Each session maintains a last_active_at timestamp that is updated whenever the session receives data (push_data_point, push_batch) or transitions state (start_session). The cleanup policy evaluates the elapsed time since this timestamp to determine whether expiration has occurred.

Background Cleanup Process

A background asyncio task is executed at a configurable interval (default: 60 seconds), iterating over all sessions and removing those that satisfy the active cleanup policy. The cleanup process is integrated into the application lifecycle as follows:

  • Startup: The cleanup task is initiated automatically when the server starts.
  • Shutdown: The cleanup task is gracefully cancelled during server shutdown.

Extending Cleanup Policies

Custom cleanup policies may be implemented by extending the SessionCleanupPolicy interface. Illustrative examples include:

  • MaxSessionsPolicy: Enforces a maximum number of concurrent sessions by evicting the least recently active sessions.
  • MaxBufferSizePolicy: Evicts sessions whose internal buffer exceeds a specified memory threshold.

Multiple policies may be combined using CompositeCleanupPolicy with either AND (all policies must agree) or OR (any single policy is sufficient) semantics.

== Given instruction A ==
Rewrite the passage of the session cleanup documentation from "Custom cleanup policies" to "recently active sessions.", changing "concurrent" to "simultaneous".

== Source material ==
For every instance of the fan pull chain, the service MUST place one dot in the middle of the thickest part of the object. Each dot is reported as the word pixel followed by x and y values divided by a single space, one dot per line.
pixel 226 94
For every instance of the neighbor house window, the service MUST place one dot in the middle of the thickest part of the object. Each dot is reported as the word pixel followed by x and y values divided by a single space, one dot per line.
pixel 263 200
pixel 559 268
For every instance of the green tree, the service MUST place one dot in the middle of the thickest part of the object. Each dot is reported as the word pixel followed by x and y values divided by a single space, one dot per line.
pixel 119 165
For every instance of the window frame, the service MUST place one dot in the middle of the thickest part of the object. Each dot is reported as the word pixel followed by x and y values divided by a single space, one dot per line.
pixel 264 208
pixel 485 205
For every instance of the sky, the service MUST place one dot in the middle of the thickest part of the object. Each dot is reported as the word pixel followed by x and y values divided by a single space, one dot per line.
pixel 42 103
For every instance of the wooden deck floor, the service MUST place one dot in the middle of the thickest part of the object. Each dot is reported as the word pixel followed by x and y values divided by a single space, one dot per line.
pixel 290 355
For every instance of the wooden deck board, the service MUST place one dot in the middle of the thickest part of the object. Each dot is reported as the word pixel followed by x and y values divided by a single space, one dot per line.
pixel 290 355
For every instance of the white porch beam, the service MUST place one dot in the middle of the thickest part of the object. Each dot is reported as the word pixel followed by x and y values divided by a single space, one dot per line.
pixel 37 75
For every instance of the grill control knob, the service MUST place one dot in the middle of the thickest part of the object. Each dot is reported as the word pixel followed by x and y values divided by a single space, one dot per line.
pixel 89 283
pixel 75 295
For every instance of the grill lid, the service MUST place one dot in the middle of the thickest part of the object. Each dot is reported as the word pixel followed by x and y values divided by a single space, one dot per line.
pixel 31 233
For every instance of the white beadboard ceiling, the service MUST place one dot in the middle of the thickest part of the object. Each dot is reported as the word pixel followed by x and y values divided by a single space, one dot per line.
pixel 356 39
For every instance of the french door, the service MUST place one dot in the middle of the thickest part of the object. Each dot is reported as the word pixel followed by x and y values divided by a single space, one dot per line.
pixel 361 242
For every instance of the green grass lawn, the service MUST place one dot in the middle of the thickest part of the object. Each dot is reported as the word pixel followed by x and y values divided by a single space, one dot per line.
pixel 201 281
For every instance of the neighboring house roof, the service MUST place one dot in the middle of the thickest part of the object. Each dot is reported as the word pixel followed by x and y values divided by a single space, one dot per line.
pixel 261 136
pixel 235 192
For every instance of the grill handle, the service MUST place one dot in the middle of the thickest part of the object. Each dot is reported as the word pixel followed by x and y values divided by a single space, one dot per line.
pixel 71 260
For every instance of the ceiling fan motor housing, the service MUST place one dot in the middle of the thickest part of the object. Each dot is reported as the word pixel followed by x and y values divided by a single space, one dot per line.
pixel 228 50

== Given instruction B ==
Return the entries from the line containing "For every instance of the neighboring" through the final line of the entries, reproducing each line verbatim.

== Exercise answer A ==
Custom cleanup policies may be implemented by extending the SessionCleanupPolicy interface. Illustrative examples include:

  • MaxSessionsPolicy: Enforces a maximum number of simultaneous sessions by evicting the least recently active sessions.

== Exercise answer B ==
For every instance of the neighboring house roof, the service MUST place one dot in the middle of the thickest part of the object. Each dot is reported as the word pixel followed by x and y values divided by a single space, one dot per line.
pixel 261 136
pixel 235 192
For every instance of the grill handle, the service MUST place one dot in the middle of the thickest part of the object. Each dot is reported as the word pixel followed by x and y values divided by a single space, one dot per line.
pixel 71 260
For every instance of the ceiling fan motor housing, the service MUST place one dot in the middle of the thickest part of the object. Each dot is reported as the word pixel followed by x and y values divided by a single space, one dot per line.
pixel 228 50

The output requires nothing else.